Mercy celebrates being among best heart hospitals four years in a row
COON RAPIDS, Minn. 03/05/2007--Mercy Hospital was named among the nation's 100 Top Hospitals® for cardiovascular care by Solucient, an organization that analyzes cardiovascular care across the country. The annual Solucient award for cardiovascular services objectively measures performance on key criteria at the nation's top performing acute-care hospitals.
"This recognition is a testament to our skilled physicians and caring staff, our use of the latest treatments, and the exceptional care we provide to patients," said Rickie Ressler, interim president of Mercy Hospital. "We are proud to be among the nation's top cardiovascular hospitals."
Mercy employees waited until Heart Month to celebrate, however, the 2006 Solucient 100 Top Hospitals: Cardiovascular Benchmarks for Success study appeared in the November 6 edition of Modern Healthcare magazine.
Solucient® provides tools and insights that healthcare managers use to improve the performance of their organizations. Solucient's information and analysis help providers and pharmaceutical companies to drive business growth, manage costs and deliver high quality care.
Among the study's key findings:
- If peer hospitals (non-winners) provided the same quality of cardiovascular care as the 100 Top Hospitals facilities, survival rates could increase by more than 8,000 patients each year.
- Complications of care could also decrease in peer hospitals. Approximately 575 additional patients could be complication-free.
- The average 100 Top Hospitals Cardiovascular winner meets the recommended core measures standards for 95 percent of its heart attack (acute myocardial infarction or AMI) patients, compared with 93 percent at the average peer, or non-winning, hospital. Similar differences were seen for congestive heart failure (CHF) patients. Core measures — a set of widely accepted minimum standards of care for all patients, based on scientific evidence — are used by the Centers for Medicare and Medicaid Services (CMS) and the Joint Commission on Accreditation of Healthcare Organizations (JCAHO), and approved by the National Quality Forum.
- Both medical and surgical cardiovascular patients experience markedly higher survival rates at winning hospitals. For example, winning hospitals had 21 percent fewer deaths than expected for coronary artery bypass graft (CABG) patients while peer hospitals had only 1 percent fewer deaths than expected.

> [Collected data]
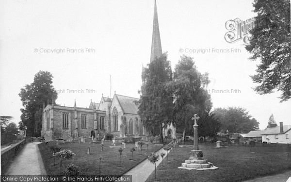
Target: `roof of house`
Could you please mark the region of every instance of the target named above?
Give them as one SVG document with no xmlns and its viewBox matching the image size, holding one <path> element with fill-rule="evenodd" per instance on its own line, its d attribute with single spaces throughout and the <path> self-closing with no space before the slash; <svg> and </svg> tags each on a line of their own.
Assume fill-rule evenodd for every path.
<svg viewBox="0 0 291 182">
<path fill-rule="evenodd" d="M 138 105 L 135 102 L 139 99 L 117 94 L 115 96 L 124 113 L 138 114 Z"/>
<path fill-rule="evenodd" d="M 263 130 L 264 132 L 262 134 L 284 134 L 291 130 L 291 125 L 284 125 L 283 126 L 283 132 L 280 132 L 280 126 L 275 127 L 267 128 Z"/>
<path fill-rule="evenodd" d="M 243 136 L 244 138 L 250 137 L 259 137 L 262 136 L 262 134 L 263 133 L 263 130 L 255 130 L 250 131 L 247 133 L 244 134 Z"/>
</svg>

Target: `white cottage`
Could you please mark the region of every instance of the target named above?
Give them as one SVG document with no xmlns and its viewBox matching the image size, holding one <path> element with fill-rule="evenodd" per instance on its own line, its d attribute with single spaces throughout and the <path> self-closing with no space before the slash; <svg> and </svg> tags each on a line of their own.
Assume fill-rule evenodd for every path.
<svg viewBox="0 0 291 182">
<path fill-rule="evenodd" d="M 268 143 L 291 144 L 291 125 L 266 128 L 262 134 L 262 142 Z"/>
</svg>

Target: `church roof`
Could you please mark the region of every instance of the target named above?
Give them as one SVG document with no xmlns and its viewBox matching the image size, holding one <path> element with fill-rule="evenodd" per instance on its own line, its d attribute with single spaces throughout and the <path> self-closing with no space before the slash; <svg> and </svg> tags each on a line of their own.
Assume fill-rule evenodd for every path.
<svg viewBox="0 0 291 182">
<path fill-rule="evenodd" d="M 100 104 L 99 103 L 96 103 L 96 102 L 93 102 L 91 101 L 91 103 L 90 103 L 90 106 L 89 106 L 89 109 L 94 109 L 94 106 L 95 106 L 95 108 L 96 108 L 96 109 L 98 109 L 98 108 L 99 107 L 99 105 L 100 105 Z"/>
<path fill-rule="evenodd" d="M 138 114 L 138 105 L 135 102 L 138 101 L 139 99 L 117 94 L 115 96 L 124 113 Z"/>
</svg>

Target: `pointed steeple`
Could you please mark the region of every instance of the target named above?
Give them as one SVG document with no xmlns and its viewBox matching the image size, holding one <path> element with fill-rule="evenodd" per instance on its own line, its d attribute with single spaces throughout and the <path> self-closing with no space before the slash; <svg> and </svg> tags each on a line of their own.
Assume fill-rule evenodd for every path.
<svg viewBox="0 0 291 182">
<path fill-rule="evenodd" d="M 52 101 L 51 101 L 51 107 L 53 107 L 53 105 L 54 105 L 53 102 L 54 102 L 54 101 L 53 101 L 53 96 L 52 96 Z"/>
<path fill-rule="evenodd" d="M 152 39 L 152 47 L 150 53 L 150 61 L 153 61 L 155 57 L 162 57 L 162 44 L 160 36 L 160 29 L 159 28 L 159 21 L 158 20 L 158 12 L 157 11 L 157 4 L 155 0 L 155 9 L 154 10 L 154 23 L 153 25 L 153 37 Z"/>
</svg>

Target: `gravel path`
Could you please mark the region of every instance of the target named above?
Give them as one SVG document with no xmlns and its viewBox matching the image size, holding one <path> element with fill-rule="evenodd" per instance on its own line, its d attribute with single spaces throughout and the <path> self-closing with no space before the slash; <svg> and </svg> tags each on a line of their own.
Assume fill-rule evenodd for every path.
<svg viewBox="0 0 291 182">
<path fill-rule="evenodd" d="M 12 161 L 7 170 L 7 175 L 46 175 L 47 173 L 37 144 L 28 143 Z"/>
<path fill-rule="evenodd" d="M 167 151 L 164 150 L 162 148 L 157 152 L 159 154 L 162 152 L 164 152 L 166 154 L 166 155 L 164 157 L 164 159 L 165 157 L 167 157 Z M 157 167 L 162 163 L 162 157 L 161 157 L 161 156 L 159 156 L 159 161 L 156 164 Z M 124 175 L 132 176 L 132 182 L 144 182 L 146 180 L 147 178 L 154 170 L 155 165 L 150 163 L 146 159 L 125 173 Z"/>
</svg>

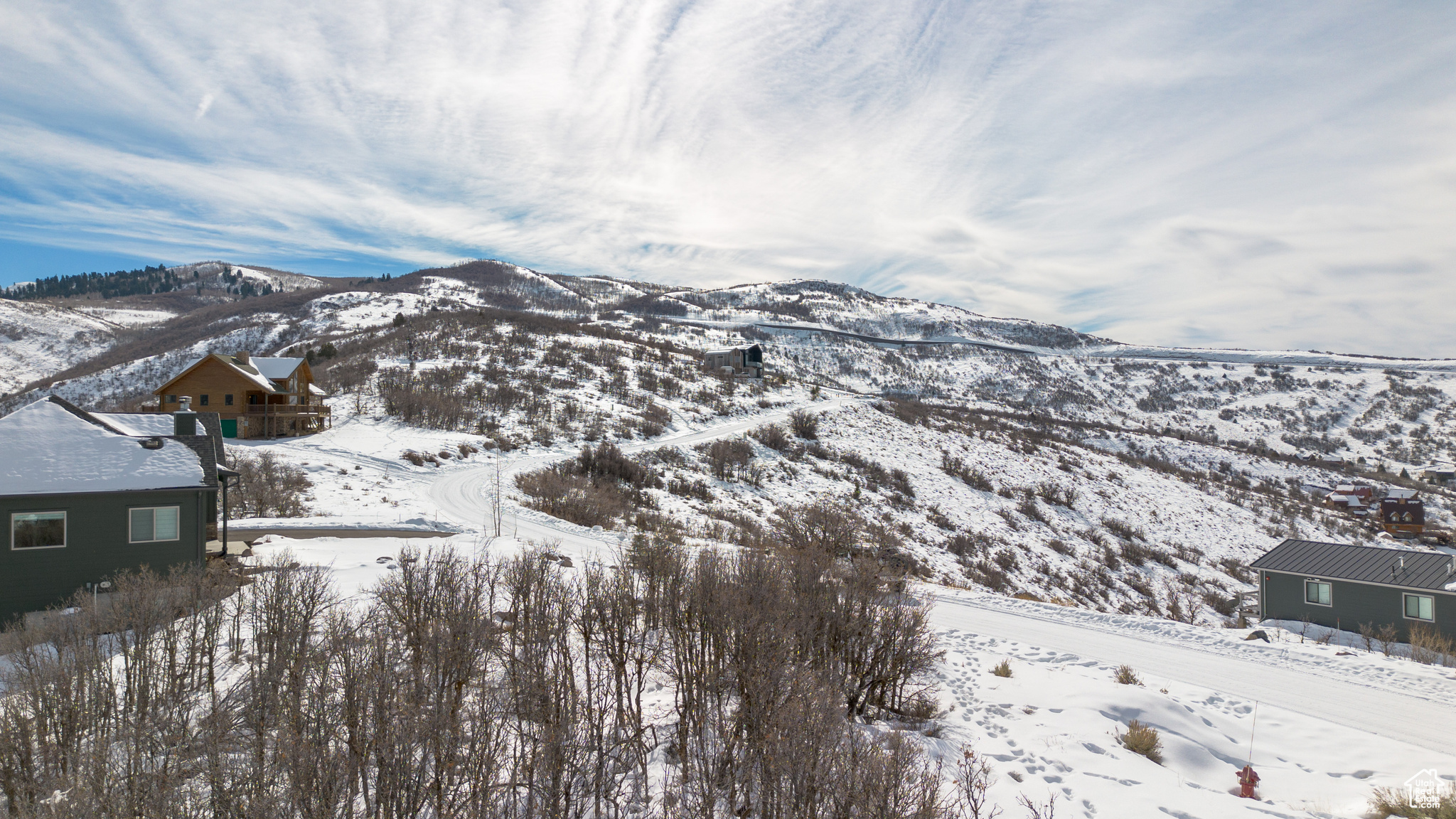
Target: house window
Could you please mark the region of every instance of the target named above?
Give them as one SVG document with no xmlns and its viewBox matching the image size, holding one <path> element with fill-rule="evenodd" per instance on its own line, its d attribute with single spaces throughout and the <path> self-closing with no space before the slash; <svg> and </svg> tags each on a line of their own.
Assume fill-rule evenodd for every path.
<svg viewBox="0 0 1456 819">
<path fill-rule="evenodd" d="M 1427 597 L 1425 595 L 1406 595 L 1405 619 L 1436 619 L 1436 597 Z"/>
<path fill-rule="evenodd" d="M 1316 606 L 1329 605 L 1329 583 L 1324 580 L 1306 580 L 1305 581 L 1305 602 L 1313 603 Z"/>
<path fill-rule="evenodd" d="M 153 506 L 131 510 L 132 544 L 154 544 L 157 541 L 178 539 L 178 507 Z"/>
<path fill-rule="evenodd" d="M 12 549 L 58 549 L 64 545 L 64 512 L 16 512 L 10 514 Z"/>
</svg>

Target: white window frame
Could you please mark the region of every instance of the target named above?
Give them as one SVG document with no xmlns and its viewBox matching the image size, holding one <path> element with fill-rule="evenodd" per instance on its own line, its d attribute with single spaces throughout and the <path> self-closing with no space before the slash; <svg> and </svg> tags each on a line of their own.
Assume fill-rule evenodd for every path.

> [WHAT YOU NEED TO DO]
**A)** Answer these questions using the Mercy Hospital press release:
(i) What position did Rickie Ressler hold at Mercy Hospital?
(ii) In which magazine, and in which edition, did the 2006 Solucient cardiovascular study appear?
(iii) For what percentage of heart attack patients does the average winning hospital meet core measures standards, compared with the average peer hospital?
**B)** From the Mercy Hospital press release, output everything from "Mercy employees waited" down to "Modern Healthcare magazine.".
**C)** Go on with the press release about Mercy Hospital's cardiovascular award, starting after its last sentence.

> [EXERCISE ANSWERS]
**A)**
(i) Interim president of Mercy Hospital.
(ii) The November 6 edition of Modern Healthcare magazine.
(iii) 95 percent at the average winner, compared with 93 percent at the average peer hospital.

**B)**
Mercy employees waited until Heart Month to celebrate, however, the 2006 Solucient 100 Top Hospitals: Cardiovascular Benchmarks for Success study appeared in the November 6 edition of Modern Healthcare magazine.

**C)**
- Winning hospitals performed up to 80 percent more percutaneous coronary interventions (PCIs) than their peers, and about 50 percent more CABGs. Previous research has shown that procedure volume is a critical factor in outcomes for cardiovascular patients.
- Benchmark hospitals are proving more efficient in treating cardiovascular patients. The average 100 Top Hospitals Cardiovascular winner discharges patients half a day earlier and at an average cost that is about 13 percent less than its peers.
Solucient scored facilities in eight key performance areas: risk-adjusted medical mortality, risk-adjusted surgical mortality, risk-adjusted complications, core measures score, percentage of CABG patients with internal mammary artery use, procedure volume, severity-adjusted average length of stay, and wage- and severity-adjusted average cost.
The measures were calculated for three classes of hospitals with the following number of winners in each:
- teaching with cardiovascular residency programs, 30 winners
- teaching without cardiovascular residency programs, 40 winners
- community, 30 winners
More information on this study and other 100 Top Hospitals research is available at www.100tophospitals.com
About Mercy Hospital
Mercy Hospital, located in Coon Rapids, Minn., is a 271-bed non-profit hospital that serves the northern Minneapolis-St. Paul metropolitan area. The hospital provided care to more than 165,000 people in 2006. Mercy responds to a wide range of health needs with specialty services including behavioral health services, cancer care, heart and vascular services, orthopedics, neurosciences, and women's and children's services.